YOUR TASK:
In the forum post on the pixel clock patch, copy the passage starting at "Finally, to kanajunkey" and ending at "single user mode.", changing "single user mode" to "recovery mode".

READING PASSAGE:
╭──

I've updated the patch for Intel graphics at the site:
https://code.google.com/r/douglas-mac-pixel-clock-patch/
I've also included a patching tutorial which I'll paste below, so that in the future people don't have to wait for me.
Finally, to kanajunkey who is having the issue with the AMD graphics. In the patching file, there is an experimental fix for AMD cards on 10.9.1. You might want to try the same command on 10.9.2 to see if it fixes your problem. It may break things, so be prepared for that (a backup copy of the file is stored AMDSupport.bak), you might need to fix it in single user mode.
Experimental (try at your own risk) AMD fix with two commands:
sudo perl -i.bak -pe '$oldLimit1 = qr"\x75\x0C\x49\x81\x7E\x28\x40\xB3\xD5\x09"s;$newLimit1 = "\x75\x0C\x49\x81\x7E\x28\x00\x84\xD7\x17";$oldLimit2 = qr"\xFF\xFF\x48\x81\x7D\x80\x41\xB3\xD5\x09"s;$newLimit2 = "\xFF\xFF\x48\x81\x7D\x80\x01\x84\xD7\x17";s/$oldLimit1/$newLimit1/g;s/$oldLimit2/$newLimit2/g' /System/Library/Extensions/AMDSupport.kext/Contents/MacOS/AMDSupport
sudo touch /System/Library/Extensions
Finally, the tutorial:
# Instructions for how to reproduce the IOKit patch on a newer version of the
# binary:
#
# First, take the md5 hash of IOKit for storing in this file
# md5 -q /System/Library/Frameworks/IOKit.framework/Versions/A/IOKit
#
# For OS X 10.9.2, the result is
# 9804392bbe8ba4b589175be56889c6c7
#
# copy IOKit local and disassemble it
# cp /System/Library/Frameworks/IOKit.framework/Versions/A/IOKit .

╰──

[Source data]
╭──

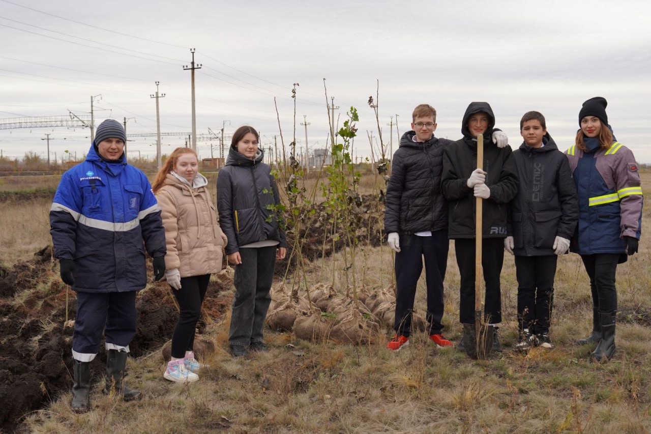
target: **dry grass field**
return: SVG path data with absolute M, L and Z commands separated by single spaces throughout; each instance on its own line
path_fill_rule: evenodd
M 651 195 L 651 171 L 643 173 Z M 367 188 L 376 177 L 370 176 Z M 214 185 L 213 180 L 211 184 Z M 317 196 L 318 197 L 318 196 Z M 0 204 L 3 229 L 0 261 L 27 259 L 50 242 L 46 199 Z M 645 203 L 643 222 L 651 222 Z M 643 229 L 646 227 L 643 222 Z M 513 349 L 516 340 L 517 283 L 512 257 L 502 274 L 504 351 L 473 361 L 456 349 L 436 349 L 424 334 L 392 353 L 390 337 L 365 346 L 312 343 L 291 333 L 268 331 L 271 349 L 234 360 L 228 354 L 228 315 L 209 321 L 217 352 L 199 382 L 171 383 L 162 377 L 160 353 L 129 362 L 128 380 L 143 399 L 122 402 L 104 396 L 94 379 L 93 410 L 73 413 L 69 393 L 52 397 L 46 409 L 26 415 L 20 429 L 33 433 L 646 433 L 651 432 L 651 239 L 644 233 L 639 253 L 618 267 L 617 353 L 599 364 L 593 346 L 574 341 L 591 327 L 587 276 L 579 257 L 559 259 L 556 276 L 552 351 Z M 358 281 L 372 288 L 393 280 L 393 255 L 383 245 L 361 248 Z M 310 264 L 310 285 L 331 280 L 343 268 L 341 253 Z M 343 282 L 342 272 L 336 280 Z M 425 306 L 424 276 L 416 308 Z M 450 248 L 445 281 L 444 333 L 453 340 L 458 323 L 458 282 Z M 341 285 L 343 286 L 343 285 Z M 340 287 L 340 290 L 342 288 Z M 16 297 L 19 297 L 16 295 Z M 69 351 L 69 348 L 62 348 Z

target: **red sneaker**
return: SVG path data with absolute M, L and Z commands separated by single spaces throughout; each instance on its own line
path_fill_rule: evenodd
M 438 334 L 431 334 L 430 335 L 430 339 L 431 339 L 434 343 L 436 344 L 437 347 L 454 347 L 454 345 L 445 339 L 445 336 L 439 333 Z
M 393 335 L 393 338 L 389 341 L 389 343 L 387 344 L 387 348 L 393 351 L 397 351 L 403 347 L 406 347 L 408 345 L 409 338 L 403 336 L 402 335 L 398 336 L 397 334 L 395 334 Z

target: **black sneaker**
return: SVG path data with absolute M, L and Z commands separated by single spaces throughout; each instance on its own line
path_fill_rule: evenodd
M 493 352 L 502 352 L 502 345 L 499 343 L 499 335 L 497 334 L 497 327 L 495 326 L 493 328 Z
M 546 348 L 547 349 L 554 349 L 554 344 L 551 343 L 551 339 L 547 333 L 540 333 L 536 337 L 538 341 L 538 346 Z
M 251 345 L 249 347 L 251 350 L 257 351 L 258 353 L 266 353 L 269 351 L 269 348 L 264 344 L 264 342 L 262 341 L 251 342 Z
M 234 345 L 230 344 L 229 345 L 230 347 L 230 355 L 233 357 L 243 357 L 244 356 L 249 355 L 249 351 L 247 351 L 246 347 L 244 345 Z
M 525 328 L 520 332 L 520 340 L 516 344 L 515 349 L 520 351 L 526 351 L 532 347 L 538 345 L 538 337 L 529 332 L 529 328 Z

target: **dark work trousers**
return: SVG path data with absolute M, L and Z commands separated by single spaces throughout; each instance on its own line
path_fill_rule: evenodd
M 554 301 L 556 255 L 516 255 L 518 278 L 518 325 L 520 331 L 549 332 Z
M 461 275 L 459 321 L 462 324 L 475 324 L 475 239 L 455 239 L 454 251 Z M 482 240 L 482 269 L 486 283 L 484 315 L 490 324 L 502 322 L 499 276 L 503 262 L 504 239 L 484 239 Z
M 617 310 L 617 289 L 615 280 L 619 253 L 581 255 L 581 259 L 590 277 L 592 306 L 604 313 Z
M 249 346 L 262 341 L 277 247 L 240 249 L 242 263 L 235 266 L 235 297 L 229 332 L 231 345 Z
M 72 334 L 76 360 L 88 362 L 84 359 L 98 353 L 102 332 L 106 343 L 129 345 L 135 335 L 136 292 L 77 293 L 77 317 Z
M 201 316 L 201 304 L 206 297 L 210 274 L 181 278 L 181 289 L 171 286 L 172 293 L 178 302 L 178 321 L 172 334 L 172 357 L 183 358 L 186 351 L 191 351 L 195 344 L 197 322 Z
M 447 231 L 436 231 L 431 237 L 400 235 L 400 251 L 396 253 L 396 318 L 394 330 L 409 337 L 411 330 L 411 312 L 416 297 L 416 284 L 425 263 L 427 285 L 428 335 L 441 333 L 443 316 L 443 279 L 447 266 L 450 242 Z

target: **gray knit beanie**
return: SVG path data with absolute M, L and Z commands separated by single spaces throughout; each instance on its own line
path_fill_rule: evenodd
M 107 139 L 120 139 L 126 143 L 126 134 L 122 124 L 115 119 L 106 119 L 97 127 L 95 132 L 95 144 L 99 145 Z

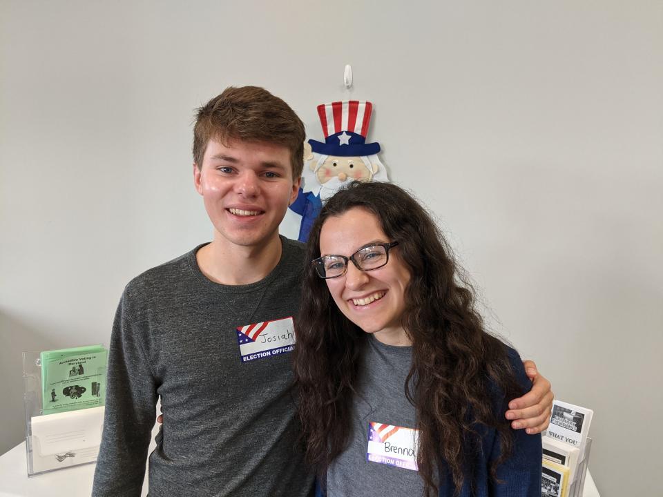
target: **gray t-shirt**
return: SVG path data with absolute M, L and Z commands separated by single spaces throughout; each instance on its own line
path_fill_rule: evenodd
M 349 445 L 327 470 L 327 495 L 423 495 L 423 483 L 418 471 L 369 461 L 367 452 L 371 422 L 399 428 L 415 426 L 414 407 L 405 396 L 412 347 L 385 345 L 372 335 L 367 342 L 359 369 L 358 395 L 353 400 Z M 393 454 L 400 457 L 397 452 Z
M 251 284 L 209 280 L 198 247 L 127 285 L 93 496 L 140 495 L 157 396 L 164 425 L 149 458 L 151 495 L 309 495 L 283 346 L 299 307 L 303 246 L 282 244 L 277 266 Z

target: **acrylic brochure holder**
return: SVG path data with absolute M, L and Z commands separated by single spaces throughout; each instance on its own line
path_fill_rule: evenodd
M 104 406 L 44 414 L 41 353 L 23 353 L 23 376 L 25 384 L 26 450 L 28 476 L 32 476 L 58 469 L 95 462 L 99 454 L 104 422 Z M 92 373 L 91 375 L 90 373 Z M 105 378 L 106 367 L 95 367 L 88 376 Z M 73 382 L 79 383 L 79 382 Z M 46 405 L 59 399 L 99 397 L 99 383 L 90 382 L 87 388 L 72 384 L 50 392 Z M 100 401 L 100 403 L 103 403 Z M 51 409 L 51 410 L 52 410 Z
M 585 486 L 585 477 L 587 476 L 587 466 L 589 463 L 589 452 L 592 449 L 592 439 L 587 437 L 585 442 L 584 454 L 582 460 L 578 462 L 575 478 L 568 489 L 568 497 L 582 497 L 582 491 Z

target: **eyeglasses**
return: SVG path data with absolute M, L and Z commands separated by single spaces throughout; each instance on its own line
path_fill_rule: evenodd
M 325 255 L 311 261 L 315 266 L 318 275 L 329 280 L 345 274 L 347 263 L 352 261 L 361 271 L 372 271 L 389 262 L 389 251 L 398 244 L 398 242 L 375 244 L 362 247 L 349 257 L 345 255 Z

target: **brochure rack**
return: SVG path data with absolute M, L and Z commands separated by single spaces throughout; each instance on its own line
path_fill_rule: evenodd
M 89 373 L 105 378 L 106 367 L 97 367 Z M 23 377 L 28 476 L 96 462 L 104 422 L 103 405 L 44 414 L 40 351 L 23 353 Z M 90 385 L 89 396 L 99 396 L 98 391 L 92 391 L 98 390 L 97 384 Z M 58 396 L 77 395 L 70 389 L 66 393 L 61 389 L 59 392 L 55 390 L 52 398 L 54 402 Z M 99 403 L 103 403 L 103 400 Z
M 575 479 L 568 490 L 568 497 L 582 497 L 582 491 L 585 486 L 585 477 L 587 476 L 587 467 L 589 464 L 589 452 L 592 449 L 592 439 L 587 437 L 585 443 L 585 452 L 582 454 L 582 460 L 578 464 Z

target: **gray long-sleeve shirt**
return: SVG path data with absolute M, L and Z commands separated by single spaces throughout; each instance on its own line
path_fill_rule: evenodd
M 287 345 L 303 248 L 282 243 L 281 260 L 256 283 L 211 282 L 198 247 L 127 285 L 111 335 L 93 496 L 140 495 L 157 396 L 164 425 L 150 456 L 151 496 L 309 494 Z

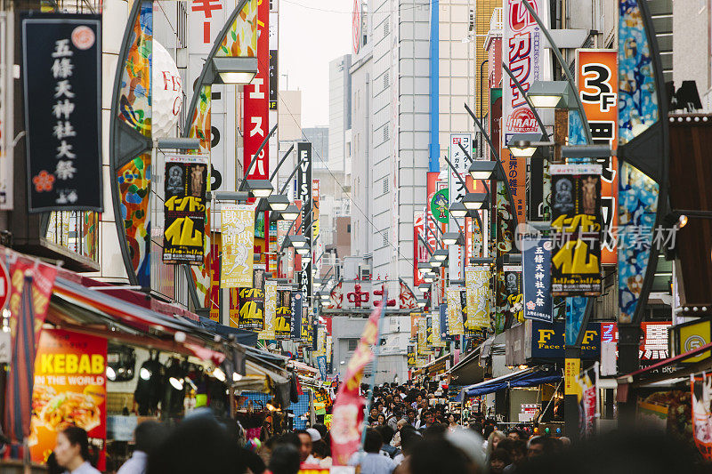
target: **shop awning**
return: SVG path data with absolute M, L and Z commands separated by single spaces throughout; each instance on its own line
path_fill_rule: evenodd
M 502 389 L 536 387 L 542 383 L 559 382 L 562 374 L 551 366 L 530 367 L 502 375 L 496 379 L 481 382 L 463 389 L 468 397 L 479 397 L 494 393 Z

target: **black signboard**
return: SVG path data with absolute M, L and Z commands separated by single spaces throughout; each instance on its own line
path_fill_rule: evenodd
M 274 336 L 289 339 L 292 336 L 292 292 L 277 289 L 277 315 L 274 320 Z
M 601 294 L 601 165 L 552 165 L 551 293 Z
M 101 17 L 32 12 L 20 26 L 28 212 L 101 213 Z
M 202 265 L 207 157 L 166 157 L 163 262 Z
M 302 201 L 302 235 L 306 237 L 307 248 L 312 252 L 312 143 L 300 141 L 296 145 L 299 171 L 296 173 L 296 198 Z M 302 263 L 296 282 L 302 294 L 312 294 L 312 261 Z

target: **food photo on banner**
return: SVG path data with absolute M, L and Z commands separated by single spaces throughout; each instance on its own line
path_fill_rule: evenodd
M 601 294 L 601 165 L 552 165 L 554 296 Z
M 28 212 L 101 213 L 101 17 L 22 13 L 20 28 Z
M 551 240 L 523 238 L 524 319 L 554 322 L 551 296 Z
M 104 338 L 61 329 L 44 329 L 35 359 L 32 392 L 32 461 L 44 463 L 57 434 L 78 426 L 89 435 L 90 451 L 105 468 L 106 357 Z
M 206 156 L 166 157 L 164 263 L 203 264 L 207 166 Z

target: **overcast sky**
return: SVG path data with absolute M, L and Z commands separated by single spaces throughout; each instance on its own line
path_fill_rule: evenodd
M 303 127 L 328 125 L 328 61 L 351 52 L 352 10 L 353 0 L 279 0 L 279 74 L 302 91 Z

╰──
╭──

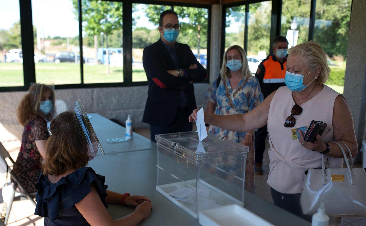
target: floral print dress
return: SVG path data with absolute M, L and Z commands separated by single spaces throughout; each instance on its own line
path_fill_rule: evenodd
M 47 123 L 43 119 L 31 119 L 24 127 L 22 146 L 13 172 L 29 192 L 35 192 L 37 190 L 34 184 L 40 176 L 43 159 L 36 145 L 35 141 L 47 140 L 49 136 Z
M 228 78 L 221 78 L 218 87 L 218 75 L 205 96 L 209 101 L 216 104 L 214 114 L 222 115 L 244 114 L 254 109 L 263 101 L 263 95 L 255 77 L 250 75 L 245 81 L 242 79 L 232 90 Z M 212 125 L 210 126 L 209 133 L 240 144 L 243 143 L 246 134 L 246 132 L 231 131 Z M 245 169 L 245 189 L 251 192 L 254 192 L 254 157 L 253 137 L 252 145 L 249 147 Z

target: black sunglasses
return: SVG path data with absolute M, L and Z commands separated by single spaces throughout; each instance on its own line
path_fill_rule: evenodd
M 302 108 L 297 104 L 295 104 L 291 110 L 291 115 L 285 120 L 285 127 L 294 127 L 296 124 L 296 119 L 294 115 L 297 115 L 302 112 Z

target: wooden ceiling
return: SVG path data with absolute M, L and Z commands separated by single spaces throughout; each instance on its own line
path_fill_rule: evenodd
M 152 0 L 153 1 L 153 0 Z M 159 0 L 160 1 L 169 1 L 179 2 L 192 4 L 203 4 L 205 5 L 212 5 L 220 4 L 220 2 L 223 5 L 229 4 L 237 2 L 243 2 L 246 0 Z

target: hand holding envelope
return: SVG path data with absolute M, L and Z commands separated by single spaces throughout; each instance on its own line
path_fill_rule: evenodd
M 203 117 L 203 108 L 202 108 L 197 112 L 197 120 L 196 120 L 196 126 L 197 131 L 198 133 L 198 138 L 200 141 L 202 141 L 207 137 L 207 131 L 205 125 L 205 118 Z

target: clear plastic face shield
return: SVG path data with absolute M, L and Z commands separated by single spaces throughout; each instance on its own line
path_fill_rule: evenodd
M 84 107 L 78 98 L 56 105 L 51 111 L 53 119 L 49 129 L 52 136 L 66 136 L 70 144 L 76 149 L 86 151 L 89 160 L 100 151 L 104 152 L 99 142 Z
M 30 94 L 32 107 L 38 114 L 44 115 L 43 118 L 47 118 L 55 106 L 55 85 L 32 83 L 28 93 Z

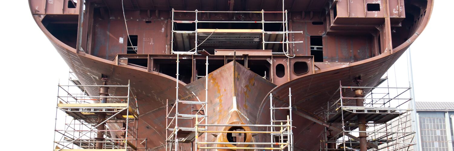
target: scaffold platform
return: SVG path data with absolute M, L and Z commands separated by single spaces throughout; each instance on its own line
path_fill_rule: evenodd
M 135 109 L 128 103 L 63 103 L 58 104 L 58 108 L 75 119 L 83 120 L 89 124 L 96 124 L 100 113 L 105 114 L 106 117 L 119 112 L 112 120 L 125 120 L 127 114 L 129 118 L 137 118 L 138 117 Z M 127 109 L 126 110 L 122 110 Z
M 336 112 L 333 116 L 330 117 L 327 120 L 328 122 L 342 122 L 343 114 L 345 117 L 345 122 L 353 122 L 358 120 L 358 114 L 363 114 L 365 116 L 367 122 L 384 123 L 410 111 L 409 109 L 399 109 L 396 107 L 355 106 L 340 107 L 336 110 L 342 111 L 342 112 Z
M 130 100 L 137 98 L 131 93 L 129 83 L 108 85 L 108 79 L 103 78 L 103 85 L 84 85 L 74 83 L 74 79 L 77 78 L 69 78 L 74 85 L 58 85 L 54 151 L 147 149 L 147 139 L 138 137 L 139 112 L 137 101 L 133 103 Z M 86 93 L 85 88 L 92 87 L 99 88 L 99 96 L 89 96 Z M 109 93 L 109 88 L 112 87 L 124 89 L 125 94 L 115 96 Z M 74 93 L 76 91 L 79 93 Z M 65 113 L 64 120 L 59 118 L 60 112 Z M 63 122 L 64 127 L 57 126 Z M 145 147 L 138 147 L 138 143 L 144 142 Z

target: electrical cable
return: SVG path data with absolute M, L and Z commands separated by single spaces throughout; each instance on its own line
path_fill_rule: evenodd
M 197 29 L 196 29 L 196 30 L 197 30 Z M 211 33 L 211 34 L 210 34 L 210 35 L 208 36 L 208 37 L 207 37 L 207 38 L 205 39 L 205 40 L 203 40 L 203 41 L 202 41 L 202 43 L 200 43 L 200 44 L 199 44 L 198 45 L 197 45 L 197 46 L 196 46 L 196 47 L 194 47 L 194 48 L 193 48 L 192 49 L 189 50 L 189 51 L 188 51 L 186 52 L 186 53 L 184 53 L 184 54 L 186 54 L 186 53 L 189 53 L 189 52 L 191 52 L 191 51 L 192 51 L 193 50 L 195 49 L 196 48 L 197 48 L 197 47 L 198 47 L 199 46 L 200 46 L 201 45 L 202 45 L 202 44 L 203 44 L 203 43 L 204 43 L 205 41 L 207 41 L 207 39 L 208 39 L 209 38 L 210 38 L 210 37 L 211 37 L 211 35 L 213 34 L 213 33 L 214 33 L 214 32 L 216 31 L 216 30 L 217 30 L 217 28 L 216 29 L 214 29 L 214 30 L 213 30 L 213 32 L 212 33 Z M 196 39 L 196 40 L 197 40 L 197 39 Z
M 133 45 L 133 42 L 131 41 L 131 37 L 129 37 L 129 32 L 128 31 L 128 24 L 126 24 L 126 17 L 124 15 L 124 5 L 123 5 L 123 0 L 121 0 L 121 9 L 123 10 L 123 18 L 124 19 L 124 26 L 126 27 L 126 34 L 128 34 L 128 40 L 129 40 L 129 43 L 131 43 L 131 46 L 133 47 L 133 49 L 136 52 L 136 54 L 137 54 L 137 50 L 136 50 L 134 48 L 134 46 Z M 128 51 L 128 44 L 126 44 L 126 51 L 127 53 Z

╰──

RESULT OF THIS TASK:
Finally, to kanajunkey who is having the issue with the AMD graphics. In the patching file, there is an experimental fix for AMD cards on 10.9.1. You might want to try the same command on 10.9.2 to see if it fixes your problem. It may break things, so be prepared for that (a backup copy of the file is stored AMDSupport.bak), you might need to fix it in recovery mode.